» Aim of the task:
Return each line of the entries below that contains the word "seat", copied without changes.
* * *
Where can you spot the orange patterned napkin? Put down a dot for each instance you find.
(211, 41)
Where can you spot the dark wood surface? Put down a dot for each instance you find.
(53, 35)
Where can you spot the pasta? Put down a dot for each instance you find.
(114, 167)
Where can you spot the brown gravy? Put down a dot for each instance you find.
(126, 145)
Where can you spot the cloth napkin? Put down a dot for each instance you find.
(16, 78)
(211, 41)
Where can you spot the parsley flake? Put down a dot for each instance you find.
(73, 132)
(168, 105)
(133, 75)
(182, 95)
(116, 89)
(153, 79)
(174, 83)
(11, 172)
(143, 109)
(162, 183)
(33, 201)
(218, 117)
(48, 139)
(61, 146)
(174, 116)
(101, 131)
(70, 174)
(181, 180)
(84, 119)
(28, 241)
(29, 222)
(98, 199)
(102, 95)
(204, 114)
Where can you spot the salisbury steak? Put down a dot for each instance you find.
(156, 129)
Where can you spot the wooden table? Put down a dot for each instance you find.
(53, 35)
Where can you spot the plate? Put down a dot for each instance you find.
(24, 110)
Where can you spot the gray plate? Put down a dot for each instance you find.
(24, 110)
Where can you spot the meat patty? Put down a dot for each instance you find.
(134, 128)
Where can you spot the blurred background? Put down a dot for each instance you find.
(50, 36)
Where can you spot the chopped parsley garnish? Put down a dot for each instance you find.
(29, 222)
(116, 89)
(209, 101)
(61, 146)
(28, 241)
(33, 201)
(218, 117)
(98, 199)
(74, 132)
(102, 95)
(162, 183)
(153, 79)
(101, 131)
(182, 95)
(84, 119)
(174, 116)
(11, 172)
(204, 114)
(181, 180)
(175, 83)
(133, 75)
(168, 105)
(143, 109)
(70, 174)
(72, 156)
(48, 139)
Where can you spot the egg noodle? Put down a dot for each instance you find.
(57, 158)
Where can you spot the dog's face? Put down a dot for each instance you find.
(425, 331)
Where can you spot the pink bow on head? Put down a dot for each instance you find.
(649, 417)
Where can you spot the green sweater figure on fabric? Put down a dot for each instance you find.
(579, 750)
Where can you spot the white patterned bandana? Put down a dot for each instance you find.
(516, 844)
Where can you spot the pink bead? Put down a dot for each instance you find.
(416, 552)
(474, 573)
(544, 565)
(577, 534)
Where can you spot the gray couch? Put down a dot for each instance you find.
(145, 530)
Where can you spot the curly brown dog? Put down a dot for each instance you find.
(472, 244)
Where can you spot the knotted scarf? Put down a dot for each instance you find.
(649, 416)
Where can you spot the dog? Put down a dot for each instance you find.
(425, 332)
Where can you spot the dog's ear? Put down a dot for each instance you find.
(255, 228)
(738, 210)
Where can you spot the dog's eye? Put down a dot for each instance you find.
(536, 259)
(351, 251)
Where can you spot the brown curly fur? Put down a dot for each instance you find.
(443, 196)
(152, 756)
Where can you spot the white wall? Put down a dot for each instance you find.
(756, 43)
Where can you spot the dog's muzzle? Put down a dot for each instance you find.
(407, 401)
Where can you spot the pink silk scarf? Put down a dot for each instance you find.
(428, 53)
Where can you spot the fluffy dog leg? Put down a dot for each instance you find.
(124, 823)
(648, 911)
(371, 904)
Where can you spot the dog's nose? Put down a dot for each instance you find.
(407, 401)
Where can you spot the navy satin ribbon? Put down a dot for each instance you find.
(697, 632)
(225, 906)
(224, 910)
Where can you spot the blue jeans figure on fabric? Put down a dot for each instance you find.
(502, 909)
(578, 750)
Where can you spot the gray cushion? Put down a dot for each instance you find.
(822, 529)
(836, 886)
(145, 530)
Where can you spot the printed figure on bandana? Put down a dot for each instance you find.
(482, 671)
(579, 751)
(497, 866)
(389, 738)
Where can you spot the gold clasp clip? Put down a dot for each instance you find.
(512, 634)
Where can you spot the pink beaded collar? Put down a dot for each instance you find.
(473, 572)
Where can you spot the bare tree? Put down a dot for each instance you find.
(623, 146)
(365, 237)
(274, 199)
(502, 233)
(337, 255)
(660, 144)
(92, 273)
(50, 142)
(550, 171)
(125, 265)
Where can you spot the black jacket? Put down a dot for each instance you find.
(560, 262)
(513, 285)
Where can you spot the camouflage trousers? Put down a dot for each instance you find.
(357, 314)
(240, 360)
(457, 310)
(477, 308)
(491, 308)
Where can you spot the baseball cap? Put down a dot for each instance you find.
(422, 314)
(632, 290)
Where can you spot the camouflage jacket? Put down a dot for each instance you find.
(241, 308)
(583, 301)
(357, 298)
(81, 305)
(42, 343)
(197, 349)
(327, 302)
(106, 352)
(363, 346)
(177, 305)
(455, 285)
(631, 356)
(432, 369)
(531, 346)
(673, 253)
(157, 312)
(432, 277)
* * *
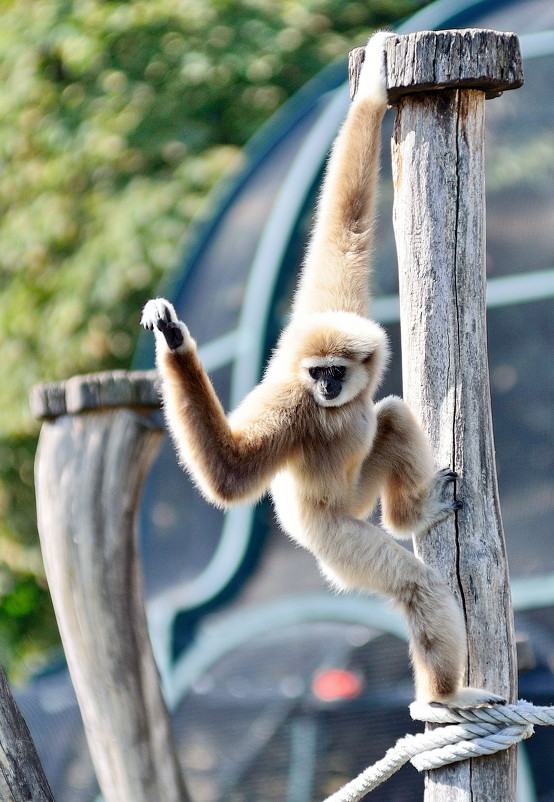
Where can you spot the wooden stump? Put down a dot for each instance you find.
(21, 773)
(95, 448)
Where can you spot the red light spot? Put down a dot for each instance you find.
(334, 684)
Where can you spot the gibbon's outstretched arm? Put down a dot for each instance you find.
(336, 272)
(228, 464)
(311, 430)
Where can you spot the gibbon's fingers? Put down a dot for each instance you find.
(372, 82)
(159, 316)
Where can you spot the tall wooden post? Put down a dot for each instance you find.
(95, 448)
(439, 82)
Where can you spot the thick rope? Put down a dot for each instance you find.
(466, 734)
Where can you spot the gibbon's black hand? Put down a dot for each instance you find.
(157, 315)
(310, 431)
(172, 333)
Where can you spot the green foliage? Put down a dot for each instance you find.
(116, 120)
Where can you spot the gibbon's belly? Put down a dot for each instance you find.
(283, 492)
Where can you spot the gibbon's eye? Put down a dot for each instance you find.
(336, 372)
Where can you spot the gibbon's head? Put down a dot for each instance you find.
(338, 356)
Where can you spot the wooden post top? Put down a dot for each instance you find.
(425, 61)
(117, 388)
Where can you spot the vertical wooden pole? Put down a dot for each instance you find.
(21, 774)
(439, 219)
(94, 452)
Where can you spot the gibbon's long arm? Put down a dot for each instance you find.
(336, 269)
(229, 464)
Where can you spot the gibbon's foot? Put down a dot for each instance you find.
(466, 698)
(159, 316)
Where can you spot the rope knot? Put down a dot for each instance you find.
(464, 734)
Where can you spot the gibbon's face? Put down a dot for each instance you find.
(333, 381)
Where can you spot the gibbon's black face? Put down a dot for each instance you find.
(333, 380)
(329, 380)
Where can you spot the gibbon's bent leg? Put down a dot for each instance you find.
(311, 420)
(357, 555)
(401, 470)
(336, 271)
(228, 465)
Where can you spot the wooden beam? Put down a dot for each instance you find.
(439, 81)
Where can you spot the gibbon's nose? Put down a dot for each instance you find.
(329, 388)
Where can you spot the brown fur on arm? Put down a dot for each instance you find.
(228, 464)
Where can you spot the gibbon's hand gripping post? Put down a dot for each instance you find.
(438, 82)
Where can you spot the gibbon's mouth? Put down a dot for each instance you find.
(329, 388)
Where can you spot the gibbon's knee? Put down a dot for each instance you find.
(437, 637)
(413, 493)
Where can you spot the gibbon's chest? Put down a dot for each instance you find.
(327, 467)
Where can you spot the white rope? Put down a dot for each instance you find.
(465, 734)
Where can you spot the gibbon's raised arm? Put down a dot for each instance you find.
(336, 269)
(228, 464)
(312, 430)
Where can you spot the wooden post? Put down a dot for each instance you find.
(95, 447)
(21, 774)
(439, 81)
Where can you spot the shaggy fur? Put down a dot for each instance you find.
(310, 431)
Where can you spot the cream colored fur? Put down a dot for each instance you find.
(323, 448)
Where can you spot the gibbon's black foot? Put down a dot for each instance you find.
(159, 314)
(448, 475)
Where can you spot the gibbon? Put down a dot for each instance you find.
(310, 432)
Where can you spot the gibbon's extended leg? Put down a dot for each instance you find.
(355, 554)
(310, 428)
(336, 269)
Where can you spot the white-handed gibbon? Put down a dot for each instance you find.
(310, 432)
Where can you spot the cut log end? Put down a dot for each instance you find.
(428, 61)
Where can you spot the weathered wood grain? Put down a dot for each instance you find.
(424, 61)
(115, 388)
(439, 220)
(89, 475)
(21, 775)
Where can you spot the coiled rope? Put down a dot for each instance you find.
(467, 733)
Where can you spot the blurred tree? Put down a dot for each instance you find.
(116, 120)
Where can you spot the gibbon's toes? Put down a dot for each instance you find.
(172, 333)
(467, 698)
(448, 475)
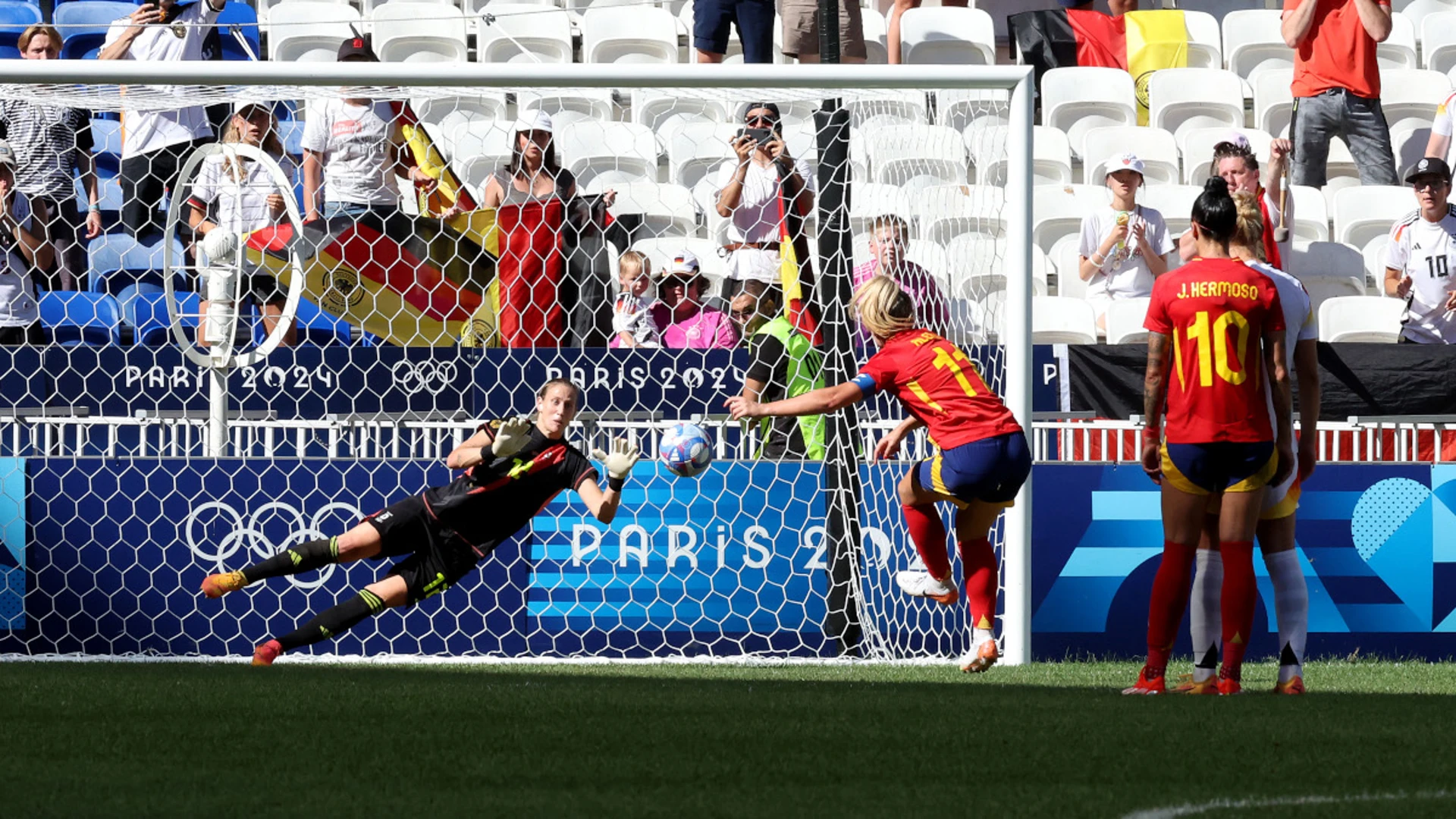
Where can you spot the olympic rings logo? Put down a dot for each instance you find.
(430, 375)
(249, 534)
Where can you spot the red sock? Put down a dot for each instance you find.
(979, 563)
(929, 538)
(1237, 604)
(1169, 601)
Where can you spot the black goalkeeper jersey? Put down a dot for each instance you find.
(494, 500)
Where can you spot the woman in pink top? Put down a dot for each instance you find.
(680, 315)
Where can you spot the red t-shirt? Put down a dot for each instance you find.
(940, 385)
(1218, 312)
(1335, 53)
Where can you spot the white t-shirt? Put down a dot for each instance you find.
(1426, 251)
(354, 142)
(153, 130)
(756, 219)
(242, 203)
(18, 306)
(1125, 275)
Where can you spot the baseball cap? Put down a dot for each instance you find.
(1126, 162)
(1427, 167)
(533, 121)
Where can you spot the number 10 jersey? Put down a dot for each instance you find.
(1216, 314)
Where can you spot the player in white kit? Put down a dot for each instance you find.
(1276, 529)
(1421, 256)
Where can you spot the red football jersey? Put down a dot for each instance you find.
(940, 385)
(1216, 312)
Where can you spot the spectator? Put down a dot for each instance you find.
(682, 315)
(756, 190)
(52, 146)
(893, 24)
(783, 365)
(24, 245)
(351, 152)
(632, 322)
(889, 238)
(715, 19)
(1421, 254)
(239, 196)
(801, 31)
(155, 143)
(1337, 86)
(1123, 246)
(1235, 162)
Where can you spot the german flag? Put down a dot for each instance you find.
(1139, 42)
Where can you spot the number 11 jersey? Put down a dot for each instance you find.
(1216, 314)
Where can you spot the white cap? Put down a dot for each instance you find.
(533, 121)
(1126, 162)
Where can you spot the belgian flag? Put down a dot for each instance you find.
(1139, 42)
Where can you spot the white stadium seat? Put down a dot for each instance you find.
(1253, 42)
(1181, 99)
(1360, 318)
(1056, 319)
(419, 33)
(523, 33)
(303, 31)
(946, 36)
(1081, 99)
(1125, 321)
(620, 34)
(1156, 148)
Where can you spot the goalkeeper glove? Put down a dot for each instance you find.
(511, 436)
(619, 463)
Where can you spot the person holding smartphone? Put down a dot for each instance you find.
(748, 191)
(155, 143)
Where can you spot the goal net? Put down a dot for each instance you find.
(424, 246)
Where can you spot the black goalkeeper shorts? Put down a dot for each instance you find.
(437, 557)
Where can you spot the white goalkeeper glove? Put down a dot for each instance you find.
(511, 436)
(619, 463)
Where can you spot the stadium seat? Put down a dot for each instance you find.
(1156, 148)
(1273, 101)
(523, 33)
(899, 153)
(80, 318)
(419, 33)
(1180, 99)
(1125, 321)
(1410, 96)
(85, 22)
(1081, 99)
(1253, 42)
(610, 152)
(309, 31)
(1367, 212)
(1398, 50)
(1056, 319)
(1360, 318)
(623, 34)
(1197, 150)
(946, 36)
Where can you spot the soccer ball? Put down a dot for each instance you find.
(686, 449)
* * *
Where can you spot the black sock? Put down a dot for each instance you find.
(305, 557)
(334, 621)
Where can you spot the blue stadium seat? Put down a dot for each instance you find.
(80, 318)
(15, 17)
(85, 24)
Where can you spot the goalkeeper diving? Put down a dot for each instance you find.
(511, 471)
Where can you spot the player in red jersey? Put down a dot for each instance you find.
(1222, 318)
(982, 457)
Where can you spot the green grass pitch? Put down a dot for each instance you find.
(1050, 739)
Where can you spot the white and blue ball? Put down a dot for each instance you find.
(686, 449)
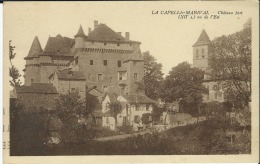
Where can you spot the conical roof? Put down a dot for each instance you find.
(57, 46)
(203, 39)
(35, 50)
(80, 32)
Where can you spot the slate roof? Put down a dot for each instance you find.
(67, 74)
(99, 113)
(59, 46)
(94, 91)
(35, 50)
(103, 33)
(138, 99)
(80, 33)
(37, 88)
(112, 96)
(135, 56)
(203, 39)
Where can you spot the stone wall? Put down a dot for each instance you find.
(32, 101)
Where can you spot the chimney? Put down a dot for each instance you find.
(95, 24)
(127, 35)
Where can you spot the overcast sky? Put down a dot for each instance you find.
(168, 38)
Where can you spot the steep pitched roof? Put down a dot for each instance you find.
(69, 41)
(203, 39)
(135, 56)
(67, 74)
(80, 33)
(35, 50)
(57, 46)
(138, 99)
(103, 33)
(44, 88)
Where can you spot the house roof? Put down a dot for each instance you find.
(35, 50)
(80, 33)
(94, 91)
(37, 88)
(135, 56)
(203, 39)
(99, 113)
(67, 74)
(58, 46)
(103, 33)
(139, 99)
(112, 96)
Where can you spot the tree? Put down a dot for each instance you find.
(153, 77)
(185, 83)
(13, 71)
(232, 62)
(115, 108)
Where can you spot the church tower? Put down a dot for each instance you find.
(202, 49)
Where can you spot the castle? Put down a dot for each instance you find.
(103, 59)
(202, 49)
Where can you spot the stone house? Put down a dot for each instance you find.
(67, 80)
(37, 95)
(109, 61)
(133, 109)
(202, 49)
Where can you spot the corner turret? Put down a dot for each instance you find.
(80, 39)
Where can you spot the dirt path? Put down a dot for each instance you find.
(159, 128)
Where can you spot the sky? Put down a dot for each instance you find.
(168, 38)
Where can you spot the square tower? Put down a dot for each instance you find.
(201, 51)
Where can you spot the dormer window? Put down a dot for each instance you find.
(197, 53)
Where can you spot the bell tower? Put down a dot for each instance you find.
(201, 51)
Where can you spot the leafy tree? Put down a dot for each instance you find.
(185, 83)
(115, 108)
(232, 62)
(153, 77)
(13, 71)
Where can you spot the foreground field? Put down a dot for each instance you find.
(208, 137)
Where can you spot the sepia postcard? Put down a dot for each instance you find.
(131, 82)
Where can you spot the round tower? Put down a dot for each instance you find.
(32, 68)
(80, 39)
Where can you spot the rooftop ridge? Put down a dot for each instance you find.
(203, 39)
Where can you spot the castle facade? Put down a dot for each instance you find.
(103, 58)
* * *
» Exercise response:
Where can you spot the white stadium seat? Put down a dot for each instance you find.
Where can you spot the stadium seat? Put down a dot for each instance you find.
Where can you spot the blue stadium seat? Put down a dot for each instance you find.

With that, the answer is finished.